DOCUMENT EXTRACT
US20060235376A1

US20060235376A1 - Methods and apparatus for hemostasis following arterial catheterization

Info

Publication number: US20060235376A1
Application number: US11/471,537
Authority: US
Inventors: Hayim Lindenbaum; Shimon Eckhouse
Original assignee: Cardiodex Ltd
Current assignee: Cardiodex Ltd
Priority date: 2003-02-04
Filing date: 2006-06-21
Publication date: 2006-10-19
Also published as: US20040153054A1; US7115127B2; US20090163903A1

Abstract

A method for accelerating hemostasis of an artery having a puncture after arterial catheterization, the catheterization using a catheter introducer, the method including the steps of inserting into an artery a catheter introducer prior to arterial catheterization, following arterial catheterization, introducing a hemostasis device into the catheter introducer, such that a forward end of the hemostasis device lies exterior of the artery adjacent a puncture in a wall of the artery, accelerating hemostasis by heating blood in the vicinity of the puncture, thereby shortening the time required for hemostasis and following hemostasis, removing the catheter introducer and hemostasis device from the patient. A method for monitoring the progress of hemostasis of an artery is also disclosed.

PROMPT 1
Summarize the patent page on hemostasis after arterial catheterization in two sentences.
PROMPT 2
Pick up the patent page on hemostasis after arterial catheterization at the point where it ends, and write what follows.

COLLECTED MATERIAL
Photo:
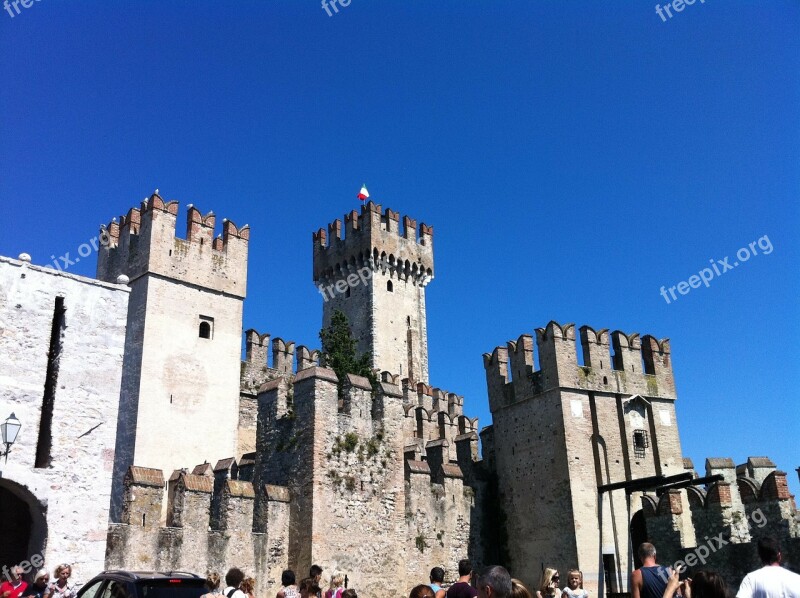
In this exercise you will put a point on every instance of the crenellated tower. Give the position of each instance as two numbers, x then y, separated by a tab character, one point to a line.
376	274
180	385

EXPECTED OUTPUT 1
Patent publication US20060235376A1, by Hayim Lindenbaum and Shimon Eckhouse and assigned to Cardiodex Ltd, covers methods and apparatus for hemostasis following arterial catheterization. In the method, a hemostasis device is introduced through the catheter introducer so that its forward end lies outside the artery next to the puncture, and blood near the puncture is heated to shorten the time needed for hemostasis, after which the introducer and device are removed; a method for monitoring the progress of hemostasis is also disclosed.

EXPECTED OUTPUT 2
Description

FIELD OF THE INVENTION

The present invention relates to methods and apparatus for hemostasis following arterial catheterization.

BACKGROUND OF THE INVENTION

Various techniques are known for arterial catheterization. Following arterial catheterization, it is necessary to promote hemostasis quickly and without undue hardship for the patient.
Applicant's U.S. Pat. Nos. 5,728,134 and 6,048,358, and published PCT Applications WO 98/11830 and WO 00/02488 describe methods and apparatus for hemostasis which greatly simplify hemostasis and thus greatly reduce patient discomfort following arterial catheterization. These patent documents, the disclosures of which are hereby incorporated by reference, and the prior art referenced therein are considered to represent the state of the art.

SUMMARY OF THE INVENTION

The present invention seeks to provide improved apparatus and techniques for measuring the progress of and accelerating hemostasis.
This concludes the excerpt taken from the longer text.